- [WORK TO BE COMPLETED] In the mesh networking text, at what frequency would New York City's planned city-wide broadband network run?

- [PAGE TEXT]
--- --- ---
Further on it was mentioned that multiple ESSIDs are problematic. Due to the necessary sharing of APs by different service providers TGs shall provide a solution for this issue. Frequency sharing, support for multiple frequency/radio solutions are considered to be less complicated. Issues regarding the Spanning Tree protocol were discussed, too.

A presentation by James P. Hauser was given during the 802.11 ESS Mesh session. He proposed that to a higher layer protocol all nodes in a LAN must appear to be one hop away from the vantage point. Hence, broadcast must be possible to all other nodes. Since station mobility must be supported he proposed a layer 2.5 routing scheme that supports all kinds of broadcast, multicast and unicast traffic. He mentioned that routing protocols may use proactive or reactive methods. Further on he mentioned issues regarding convergence (the ability of a protocol to form valid routes, affected by link dynamics) of the mesh network. New link metrics and link state advertisement procedures are needed as well. Different broadcast types (e.g. ESS-wide (all 1's), Mesh wide to all APs), have to be respected. Besides this broadcast traffic another procedure for non relayed broadcast might be needed. Regarding multicast traffic the APs have to be aware of buffering the traffic. A mesh network must be aware of synchronization, too. Therefore support for synchronous protocols might be useful. Support for QoS is mandatory. Further on beacon coordination may help to form a consistent mesh network. Hence a scheduled media access might be possible. The AP to AP message format is different from the one hop address format. Hence reserved message type/subtype field may be used. To support management information elements beacon frames may be used. The existing 802.11 WDS message format may be used for data encapsulation of frames within mesh frames. Therefore frame sequence numbers have to be considered in a mesh-wide scope.

User requirements to future mesh networks may address public safety as well as home networking. The project MESA provides detailed use cases on mesh networks, which are worth to study. Theses use cases are way beyond the capability of a 3G cellular system. Can 802.11 provide a solution? Today the New York City Department of Information Technology and Telecommunications (DoITT) already searches to establish a city wide broadband network, running at 4.9 GHz to support law enforcement and emergency troops. Therefore the city of New York has issued a Request for Information (RFI).

Future digital home networks will incorporate today's PCs as an AP. Thus multi hop connectivity is a key requirement in most homes. To further support usage of WLAN technology in a home environment self forming and healing procedures are required. They enable consumer applications to use mesh networks. Support for QoS and fast route discovery is another must. An even faster route switching technology which is highly scalable has to be supported, too. Coexistence support regarding neighboring networks and addressing security issues will be needed. Still the use case for 802.11 mesh networks will be different than for 802.15 mesh networks. To support these future mesh network "hooks into the MAC for link quality metrics" will be needed.
--- --- ---
- [LISTED RECORDS]

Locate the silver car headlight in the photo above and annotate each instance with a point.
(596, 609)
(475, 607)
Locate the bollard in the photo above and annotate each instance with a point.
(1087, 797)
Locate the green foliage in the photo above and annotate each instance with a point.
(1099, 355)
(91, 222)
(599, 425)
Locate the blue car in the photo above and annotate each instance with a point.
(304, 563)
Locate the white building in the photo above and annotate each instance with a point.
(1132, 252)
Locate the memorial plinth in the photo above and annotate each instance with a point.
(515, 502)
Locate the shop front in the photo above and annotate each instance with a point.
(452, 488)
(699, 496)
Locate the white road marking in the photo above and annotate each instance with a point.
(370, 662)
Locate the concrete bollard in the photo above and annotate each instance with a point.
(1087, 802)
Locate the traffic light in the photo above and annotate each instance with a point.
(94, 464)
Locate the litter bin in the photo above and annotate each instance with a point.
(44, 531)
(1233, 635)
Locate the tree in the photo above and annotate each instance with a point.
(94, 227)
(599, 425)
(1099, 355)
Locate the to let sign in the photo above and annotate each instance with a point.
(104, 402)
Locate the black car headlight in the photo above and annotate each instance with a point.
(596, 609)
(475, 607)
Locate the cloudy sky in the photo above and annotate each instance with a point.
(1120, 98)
--- --- ---
- [ANSWER BELOW] 4.9 GHz